**TO-DO LIST:**
**A)** Answer these about the Polarities thread:
(i) Which Padshop version is Polarities made for?
(ii) Which two Falcon expansions does Reid Rosefelt name?
(iii) Which company does doctoremmet say has abandoned the synth that Simon's Patchpool sounds are for?
**B)** Rewrite the part of the Polarities thread starting with "I have his Falcon" and going on through "away these days.", substituting "Iris 3" for "Iris 2".
**C)** Pick up the forum thread about the Polarities soundbank after its final line and extend it.

**TEXT SHOWN:**
- - - -
# Steinberg releases new Simon Stockhausen soundbank Polarities



## doctoremmet (Jul 23, 2020)

I have been following Simon’s progress for months now. Happy to see this got a release yesterday. I guess Steinberg or Patchpool.net / Simon Stockhausen will start their own commercial thread, so I’ll just post a thread in the Synth section.


----------



## doctoremmet (Jul 23, 2020)




----------



## doctoremmet (Jul 23, 2020)

Polarities - Padshop Expansion


Polarities for Padshop 2 by Simon Stockhausen juxtaposes electronic and acoustic sounds, exploring extreme sonic territories which clash with, oppose or complement each other.




new.steinberg.net


----------



## doctoremmet (Jul 23, 2020)

It sounds ridiculously good


----------



## Michel Simons (Jul 23, 2020)

Thanks for the heads up. I have been waiting for this one. I have used his Granular Symphonies and Granular Guitars a lot and also very much like the expansion he did for Groove Agent.


----------



## Sunny Schramm (Jul 23, 2020)

it has to stop! 😆

sounds really good... got also all his previous products.


----------



## Reid Rosefelt (Jul 23, 2020)

He is one of my very favorite sound designers. In addition to those mentioned above, Plurality and Ether Fields are also great Falcon expansions.


----------



## doctoremmet (Jul 23, 2020)

Sunny Schramm said:


> it has to stop! 😆
> 
> sounds really good... got also all his previous products.


I have his Falcon 2 stuff. Will get this. And you know what? His Iris 2 stuff has got to be some of THE best sound design that was ever done. Those Patchpool subscription sounds are incredible and make me wonder why on earth Izotope has abandoned this beautiful synth and is giving it away these days.

For those who have Pigments 2; Simon has started posting new stuff for that one


----------



## doctoremmet (Jul 23, 2020)

TigerTheFrog said:


> He is one of my very favorite sound designers. In addition to those mentioned above, Plurality and Ether Fields are also great Falcon expansions.


Same here. I love his work, and the fact that he liberally posts his progress on YT along the way...


----------



## doctoremmet (Jul 23, 2020)

I can easily listen to this for days:


----------



## doctoremmet (Jul 23, 2020)

This is my favorite of the bunch:


----------



## Sunny Schramm (Jul 23, 2020)

"Polarities" sounds amazing - kind of different in sound/style but much more inspiring then Arkhis to me. Very good for SciFi-Underscore when played at lower notes. Very deep evolving, sometimes rhythmic stuff with an organic touch and interesting source-material


----------



## Sunny Schramm (Jul 23, 2020)
- - - -
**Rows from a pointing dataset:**
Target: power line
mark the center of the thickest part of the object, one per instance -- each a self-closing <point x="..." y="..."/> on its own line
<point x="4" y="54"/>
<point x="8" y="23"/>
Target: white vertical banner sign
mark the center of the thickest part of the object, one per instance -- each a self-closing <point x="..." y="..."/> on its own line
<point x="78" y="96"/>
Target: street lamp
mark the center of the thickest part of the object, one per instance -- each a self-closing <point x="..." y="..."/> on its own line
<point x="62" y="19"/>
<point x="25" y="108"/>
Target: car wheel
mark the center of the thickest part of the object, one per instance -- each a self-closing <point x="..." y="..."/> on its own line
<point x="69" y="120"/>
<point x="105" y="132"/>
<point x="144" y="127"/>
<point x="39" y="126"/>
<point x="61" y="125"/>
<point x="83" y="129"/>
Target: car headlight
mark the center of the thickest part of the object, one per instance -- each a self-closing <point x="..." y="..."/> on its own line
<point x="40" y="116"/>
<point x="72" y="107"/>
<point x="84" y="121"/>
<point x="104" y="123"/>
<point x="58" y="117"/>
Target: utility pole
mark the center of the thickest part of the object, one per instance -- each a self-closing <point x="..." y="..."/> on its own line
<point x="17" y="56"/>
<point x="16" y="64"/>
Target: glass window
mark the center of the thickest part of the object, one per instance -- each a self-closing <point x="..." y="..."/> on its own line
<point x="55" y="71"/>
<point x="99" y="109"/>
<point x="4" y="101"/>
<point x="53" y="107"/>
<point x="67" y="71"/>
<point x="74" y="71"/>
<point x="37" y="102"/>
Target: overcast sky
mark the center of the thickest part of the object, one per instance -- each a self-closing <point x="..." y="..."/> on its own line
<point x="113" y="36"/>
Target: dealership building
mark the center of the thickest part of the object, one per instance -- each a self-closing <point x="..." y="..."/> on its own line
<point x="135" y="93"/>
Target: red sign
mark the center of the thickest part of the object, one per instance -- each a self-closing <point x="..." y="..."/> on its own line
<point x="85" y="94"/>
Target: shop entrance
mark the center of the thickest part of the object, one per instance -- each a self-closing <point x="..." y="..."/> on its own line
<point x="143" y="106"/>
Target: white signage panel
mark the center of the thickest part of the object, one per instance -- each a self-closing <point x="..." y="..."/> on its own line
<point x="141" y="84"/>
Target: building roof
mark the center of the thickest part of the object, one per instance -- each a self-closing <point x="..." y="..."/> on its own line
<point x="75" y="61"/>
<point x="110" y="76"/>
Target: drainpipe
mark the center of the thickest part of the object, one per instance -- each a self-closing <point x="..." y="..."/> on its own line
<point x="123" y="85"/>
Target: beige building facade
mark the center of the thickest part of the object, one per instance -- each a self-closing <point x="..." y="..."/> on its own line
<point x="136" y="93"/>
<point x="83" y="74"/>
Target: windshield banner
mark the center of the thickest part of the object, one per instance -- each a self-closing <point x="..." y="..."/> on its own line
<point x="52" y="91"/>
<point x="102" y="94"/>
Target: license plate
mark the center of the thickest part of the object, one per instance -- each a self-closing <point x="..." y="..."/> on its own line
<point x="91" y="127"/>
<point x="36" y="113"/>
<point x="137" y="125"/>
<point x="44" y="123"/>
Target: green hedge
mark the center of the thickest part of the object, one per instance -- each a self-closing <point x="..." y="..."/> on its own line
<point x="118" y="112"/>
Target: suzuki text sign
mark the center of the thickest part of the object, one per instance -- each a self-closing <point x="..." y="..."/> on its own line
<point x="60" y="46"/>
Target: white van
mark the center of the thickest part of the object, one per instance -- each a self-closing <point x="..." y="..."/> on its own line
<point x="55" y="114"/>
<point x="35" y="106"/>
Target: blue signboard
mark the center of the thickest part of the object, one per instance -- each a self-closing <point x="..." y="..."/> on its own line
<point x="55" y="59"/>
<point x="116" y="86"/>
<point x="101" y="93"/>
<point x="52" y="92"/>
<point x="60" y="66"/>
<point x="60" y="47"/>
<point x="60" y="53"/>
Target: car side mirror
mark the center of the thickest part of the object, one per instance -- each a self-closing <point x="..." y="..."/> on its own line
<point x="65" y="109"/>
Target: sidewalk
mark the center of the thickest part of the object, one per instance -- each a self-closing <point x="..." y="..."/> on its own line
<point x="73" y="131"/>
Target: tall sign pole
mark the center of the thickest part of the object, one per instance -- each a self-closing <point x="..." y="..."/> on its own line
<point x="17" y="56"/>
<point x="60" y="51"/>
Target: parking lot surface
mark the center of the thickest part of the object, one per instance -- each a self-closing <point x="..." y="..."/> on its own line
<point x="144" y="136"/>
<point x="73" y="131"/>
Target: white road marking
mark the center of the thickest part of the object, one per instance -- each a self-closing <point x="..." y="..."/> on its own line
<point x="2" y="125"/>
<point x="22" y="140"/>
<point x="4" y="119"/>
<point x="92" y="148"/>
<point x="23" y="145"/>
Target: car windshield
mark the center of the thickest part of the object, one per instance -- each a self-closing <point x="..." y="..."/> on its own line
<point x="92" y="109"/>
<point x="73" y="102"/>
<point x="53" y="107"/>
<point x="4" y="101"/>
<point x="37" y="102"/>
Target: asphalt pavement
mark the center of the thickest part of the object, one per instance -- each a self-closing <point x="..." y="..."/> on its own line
- - - -
**ANSWERS TO EACH TASK:**
**A)**
(i) Padshop 2
(ii) Plurality and Ether Fields
(iii) Izotope

**B)**
I have his Falcon 2 stuff. Will get this. And you know what? His Iris 3 stuff has got to be some of THE best sound design that was ever done. Those Patchpool subscription sounds are incredible and make me wonder why on earth Izotope has abandoned this beautiful synth and is giving it away these days.

**C)**
doctoremmet said:


> I have his Falcon 2 stuff. Will get this. And you know what? His Iris 2 stuff has got to be some of THE best sound design that was ever done. Those Patchpool subscription sounds are incredible and make me wonder why on earth Izotope has abandoned this beautiful synth and is giving it away these days.
> 
> For those who have Pigments 2; Simon has started posting new stuff for that one



You meant IRIS2 for about 9€ at pluginboutique? ... The sounds from patchpool seems kind of expensive - but I have to read some more on the productpage.


----------



## doctoremmet (Jul 23, 2020)

Sunny Schramm said:


> You meant IRIS2 for about 9€ at pluginboutique? ... The sounds from patchpool seems kind of expensive - but I have to read some more on the productpage.


That’s the one. Fantastic synth for 4 layer sample mangling. The sounds are pricy, absolutely, and Iris 2 is a dead end street somewhat. Then again, it still works brilliantly... so I use the Patchpool videos as a reminder what can be done with Iris and regularly use it.


----------



## Michel Simons (Jul 23, 2020)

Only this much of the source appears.